Task statement:
Could you pick up the article below on US Treasury yields and the coronavirus after its last sentence and continue writing it?

Extract to read:
/---
US Treasury yields pared gains on Monday as traders took stock of the international response to the coronavirus epidemic. The benchmark 10-year yield was up less than 1 basis point at 1.5238% in afternoon trading, down from 1.575% earlier.
Uncertainty over the economic fallout from coronavirus, which has already interrupted supply lines and resulted in massive transport cancellations, rattled investors.
"Everyone is focused on the coronavirus and there aren't a lot of ways to measure its economic impact yet," said John Roberts, US rates strategist at NatWest Markets.
Yields rose earlier, fueled partly by a report showing an unexpected rebound in US factory activity in January.
Markets in China plunged on Monday, the first trading day after an extended New Year break, and China accused the US of whipping up panic.
In late December, 10-year yields were approaching 2%. The sharp fall since then has investors taking a breath, waiting to see the long-term impact of the virus while tracking other issues like Boeing Co's aircraft production halt, said John Herrmann, director of US rates strategy for MUFG Securities.
\---
Given entries:
/---
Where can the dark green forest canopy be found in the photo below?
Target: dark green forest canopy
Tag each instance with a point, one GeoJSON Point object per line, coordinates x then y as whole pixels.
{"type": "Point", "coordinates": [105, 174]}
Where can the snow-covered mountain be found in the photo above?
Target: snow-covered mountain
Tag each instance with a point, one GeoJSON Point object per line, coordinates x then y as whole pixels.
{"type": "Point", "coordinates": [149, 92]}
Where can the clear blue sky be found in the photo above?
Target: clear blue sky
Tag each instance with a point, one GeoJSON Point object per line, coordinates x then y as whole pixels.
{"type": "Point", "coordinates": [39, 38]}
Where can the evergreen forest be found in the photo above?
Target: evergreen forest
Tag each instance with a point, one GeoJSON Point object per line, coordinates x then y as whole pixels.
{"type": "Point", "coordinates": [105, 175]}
\---
/---
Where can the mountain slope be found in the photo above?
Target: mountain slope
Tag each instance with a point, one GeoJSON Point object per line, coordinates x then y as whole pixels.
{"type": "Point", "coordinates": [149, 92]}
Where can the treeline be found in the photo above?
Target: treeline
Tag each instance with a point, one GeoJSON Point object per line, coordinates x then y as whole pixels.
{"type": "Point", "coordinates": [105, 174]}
\---
Task result:
"At this point we have priced-in a lot of bad news," he said.
Fears surrounding the spread of the coronavirus, which the World Health Organization has declared a global emergency, last week led the S&P 500 and the Dow Jones Industrials to record their worst weekly losses in at least five months.
The death toll in China from the newly identified virus, which emerged in Wuhan, capital of the province of Hubei, rose to 361 as of Sunday, up 57 from the previous day, the National Health Commission said.
The two-year US Treasury yield, which typically moves in step with interest rate expectations, was up 2.6 basis points to 1.355% in afternoon trading.